DIRECTIONS FOR THIS TASK>
What is needed is an exact retyping of the records below, from the first line through the line that contains "pixel 120 51.".

[Dataset entries]
========

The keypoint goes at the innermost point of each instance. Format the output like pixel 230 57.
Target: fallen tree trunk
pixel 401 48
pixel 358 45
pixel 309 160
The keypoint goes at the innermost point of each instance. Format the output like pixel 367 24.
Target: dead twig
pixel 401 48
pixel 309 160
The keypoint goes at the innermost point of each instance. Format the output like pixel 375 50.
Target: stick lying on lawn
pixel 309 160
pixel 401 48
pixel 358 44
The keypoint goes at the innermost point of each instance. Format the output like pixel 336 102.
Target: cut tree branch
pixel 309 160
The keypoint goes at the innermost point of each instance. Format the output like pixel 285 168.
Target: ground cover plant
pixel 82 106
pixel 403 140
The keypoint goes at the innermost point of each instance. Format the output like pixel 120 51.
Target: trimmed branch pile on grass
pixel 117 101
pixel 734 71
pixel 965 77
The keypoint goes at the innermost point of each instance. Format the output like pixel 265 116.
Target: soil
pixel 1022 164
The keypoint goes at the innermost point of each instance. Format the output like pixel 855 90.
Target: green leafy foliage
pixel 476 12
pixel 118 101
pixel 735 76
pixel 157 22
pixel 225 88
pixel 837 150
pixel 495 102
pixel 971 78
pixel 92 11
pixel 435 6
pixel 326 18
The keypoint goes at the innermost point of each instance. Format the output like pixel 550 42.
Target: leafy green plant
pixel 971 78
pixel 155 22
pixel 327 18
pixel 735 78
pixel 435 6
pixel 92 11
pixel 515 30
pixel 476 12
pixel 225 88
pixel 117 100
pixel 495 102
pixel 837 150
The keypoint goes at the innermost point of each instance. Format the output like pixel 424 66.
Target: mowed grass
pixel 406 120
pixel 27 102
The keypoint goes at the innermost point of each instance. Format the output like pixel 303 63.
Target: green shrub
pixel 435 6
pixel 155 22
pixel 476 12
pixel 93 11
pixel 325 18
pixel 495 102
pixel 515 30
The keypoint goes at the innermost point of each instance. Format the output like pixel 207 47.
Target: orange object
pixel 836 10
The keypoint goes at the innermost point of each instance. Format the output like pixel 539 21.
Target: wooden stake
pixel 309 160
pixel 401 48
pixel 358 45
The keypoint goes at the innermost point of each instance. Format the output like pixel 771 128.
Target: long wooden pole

========

REPLY>
The keypoint goes at the innermost point of each instance. Format the output like pixel 230 57.
Target: fallen tree trunk
pixel 401 48
pixel 358 45
pixel 309 160
The keypoint goes at the innermost point of each instance. Format the output like pixel 367 24.
Target: dead twig
pixel 401 48
pixel 309 160
The keypoint goes at the innermost point of each instance. Format the output like pixel 375 50.
Target: stick lying on lawn
pixel 309 160
pixel 401 48
pixel 358 44
The keypoint goes at the innermost point of each instance. Format the output like pixel 336 102.
Target: cut tree branch
pixel 309 160
The keypoint goes at the innermost point of each instance. Format the output like pixel 285 168.
Target: ground cover plant
pixel 82 106
pixel 403 140
The keypoint goes at the innermost point of each instance. Format the output like pixel 120 51.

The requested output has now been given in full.